Need help understanding a TCL expression

Dave Yeatman

unread,

Sep 8, 2005, 7:56:22 PM9/8/05

to

Hi folks,
I am new to the newsgroup, just started learning TCL. I have experience
in various flavors of VB, C++ and Delphi.

In TCL a few of the more cryptic regexp combinations have me scratching
my head.

Here's one from some example code I am trying to understand:

if {![regexp -nocase "${match}(.*?)\r\n\1" $str str data]} {return 0}

I've got the if NOT, -nocase, \r, \n and return 0 stuff Ok and I know
$str is my input string to regexp.

I can't seem to tie the stuff inside the quotes below all together and
make good sense out of it:

"${match}(.*?)\r\n\1" $str str data"

Would it be possible that someone could decipher it for me?

Thanks!

dave

Michael A. Cleverly

unread,

Sep 8, 2005, 10:14:59 PM9/8/05

to

On Thu, 8 Sep 2005, Dave Yeatman wrote:

> Hi folks,
> I am new to the newsgroup, just started learning TCL. I have experience in
> various flavors of VB, C++ and Delphi.

## Dataset extract
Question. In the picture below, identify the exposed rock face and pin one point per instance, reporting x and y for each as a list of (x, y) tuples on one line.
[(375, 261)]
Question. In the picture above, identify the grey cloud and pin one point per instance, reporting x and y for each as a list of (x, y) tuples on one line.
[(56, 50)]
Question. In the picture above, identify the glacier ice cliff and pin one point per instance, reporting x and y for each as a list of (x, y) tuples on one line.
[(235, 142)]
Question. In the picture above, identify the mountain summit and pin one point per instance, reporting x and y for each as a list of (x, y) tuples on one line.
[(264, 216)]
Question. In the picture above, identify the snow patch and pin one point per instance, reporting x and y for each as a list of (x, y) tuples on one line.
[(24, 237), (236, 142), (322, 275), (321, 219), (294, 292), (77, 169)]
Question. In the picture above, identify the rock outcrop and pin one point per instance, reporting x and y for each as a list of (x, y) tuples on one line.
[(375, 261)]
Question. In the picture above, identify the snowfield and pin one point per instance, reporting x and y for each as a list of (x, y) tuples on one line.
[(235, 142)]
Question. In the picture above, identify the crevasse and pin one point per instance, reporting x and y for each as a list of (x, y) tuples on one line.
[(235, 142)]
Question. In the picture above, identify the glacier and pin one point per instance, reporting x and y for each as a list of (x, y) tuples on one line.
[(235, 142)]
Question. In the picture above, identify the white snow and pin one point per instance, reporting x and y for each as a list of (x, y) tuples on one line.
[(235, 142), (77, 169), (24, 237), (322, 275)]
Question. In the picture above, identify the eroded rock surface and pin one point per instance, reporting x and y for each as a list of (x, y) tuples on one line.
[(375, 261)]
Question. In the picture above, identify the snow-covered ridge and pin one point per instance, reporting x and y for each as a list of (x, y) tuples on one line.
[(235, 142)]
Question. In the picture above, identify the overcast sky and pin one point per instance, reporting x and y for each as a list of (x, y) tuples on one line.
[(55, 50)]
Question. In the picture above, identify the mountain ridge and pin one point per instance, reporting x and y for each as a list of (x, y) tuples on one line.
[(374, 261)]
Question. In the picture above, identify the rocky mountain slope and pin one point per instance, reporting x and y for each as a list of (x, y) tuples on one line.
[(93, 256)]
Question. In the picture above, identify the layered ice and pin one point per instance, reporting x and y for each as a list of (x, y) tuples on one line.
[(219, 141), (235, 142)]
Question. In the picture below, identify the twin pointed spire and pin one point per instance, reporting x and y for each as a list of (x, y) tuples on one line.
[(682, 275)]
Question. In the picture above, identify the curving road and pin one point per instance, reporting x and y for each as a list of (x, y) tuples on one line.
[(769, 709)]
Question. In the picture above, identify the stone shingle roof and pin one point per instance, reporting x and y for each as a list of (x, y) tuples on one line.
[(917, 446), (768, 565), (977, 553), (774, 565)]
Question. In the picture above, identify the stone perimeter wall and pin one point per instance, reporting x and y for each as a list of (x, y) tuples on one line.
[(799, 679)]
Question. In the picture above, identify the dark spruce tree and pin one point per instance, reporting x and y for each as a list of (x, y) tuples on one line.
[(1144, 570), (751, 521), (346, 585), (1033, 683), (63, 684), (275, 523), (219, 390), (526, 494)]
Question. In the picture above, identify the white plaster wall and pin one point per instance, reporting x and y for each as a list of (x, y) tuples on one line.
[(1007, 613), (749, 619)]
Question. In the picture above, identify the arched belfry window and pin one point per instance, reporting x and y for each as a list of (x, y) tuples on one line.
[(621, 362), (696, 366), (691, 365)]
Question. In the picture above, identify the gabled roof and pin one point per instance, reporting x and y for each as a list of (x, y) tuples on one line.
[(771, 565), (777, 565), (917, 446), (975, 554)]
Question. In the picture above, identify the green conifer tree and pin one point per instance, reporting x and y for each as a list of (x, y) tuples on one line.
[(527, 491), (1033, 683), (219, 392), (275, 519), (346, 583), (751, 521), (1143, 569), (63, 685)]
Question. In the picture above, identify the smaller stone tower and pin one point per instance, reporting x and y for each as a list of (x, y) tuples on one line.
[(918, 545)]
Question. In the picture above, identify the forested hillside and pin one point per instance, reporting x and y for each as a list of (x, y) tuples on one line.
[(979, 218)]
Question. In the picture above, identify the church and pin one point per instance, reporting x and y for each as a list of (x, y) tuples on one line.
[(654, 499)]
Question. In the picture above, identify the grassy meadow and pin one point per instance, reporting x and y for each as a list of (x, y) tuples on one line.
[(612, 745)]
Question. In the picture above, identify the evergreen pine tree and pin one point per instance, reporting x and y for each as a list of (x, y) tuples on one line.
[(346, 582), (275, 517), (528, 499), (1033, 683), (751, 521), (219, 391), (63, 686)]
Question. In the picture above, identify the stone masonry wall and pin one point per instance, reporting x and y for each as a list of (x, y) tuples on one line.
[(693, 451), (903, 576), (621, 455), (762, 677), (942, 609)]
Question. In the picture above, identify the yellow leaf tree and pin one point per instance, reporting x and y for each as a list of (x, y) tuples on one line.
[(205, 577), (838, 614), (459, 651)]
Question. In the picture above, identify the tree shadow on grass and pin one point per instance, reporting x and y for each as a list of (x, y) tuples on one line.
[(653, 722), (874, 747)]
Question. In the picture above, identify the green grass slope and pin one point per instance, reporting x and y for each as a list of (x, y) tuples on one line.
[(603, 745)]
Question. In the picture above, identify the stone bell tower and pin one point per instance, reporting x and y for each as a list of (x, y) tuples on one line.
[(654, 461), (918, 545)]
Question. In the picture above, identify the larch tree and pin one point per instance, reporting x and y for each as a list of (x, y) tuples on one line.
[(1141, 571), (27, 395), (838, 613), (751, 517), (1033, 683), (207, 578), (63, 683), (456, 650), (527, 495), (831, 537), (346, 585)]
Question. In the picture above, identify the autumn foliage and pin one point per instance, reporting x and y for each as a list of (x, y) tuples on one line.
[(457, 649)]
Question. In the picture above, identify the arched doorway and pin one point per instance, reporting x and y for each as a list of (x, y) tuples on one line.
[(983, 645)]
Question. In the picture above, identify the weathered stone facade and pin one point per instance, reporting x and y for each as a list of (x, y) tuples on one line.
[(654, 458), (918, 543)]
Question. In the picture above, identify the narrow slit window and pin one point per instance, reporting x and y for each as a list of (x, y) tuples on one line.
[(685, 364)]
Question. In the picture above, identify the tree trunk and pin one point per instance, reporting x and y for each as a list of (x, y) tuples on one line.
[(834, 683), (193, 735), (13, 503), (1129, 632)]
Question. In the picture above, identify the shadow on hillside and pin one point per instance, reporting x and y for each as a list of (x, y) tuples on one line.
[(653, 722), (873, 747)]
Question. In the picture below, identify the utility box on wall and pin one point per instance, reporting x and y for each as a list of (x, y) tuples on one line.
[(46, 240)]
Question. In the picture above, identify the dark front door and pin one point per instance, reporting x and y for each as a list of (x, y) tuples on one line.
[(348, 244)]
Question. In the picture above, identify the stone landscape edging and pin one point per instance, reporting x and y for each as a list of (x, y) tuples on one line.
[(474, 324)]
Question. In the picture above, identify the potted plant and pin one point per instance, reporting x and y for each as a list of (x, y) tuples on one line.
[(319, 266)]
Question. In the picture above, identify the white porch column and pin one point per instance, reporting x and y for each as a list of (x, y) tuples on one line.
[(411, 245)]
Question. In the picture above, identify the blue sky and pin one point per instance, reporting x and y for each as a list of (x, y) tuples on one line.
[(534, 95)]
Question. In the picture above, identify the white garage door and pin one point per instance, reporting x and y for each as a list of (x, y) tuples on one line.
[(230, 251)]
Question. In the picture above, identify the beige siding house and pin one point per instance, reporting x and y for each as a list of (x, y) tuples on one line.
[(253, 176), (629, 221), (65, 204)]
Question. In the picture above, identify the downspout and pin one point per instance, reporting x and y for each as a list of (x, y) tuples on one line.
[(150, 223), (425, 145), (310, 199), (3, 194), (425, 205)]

## Task set
1. Translate this sentence from the TCL thread into Spanish: "I have experience in various flavors of VB, C++ and Delphi."
2. Please recast the listing from the line with "Question. In the picture above, identify the church" up to and including the line with "[(612, 745)]" as a two-column CSV with the columns text and answer. Give one row per entry, with each field quoted and any line breaks turned into spaces.
The listing has no connection to the TCL thread.

## Solutions to the exercise
1. Tengo experiencia en varias versiones de VB, C++ y Delphi.

2.
text,answer
"Question. In the picture above, identify the church and pin one point per instance, reporting x and y for each as a list of (x, y) tuples on one line.","[(654, 499)]"
"Question. In the picture above, identify the grassy meadow and pin one point per instance, reporting x and y for each as a list of (x, y) tuples on one line.","[(612, 745)]"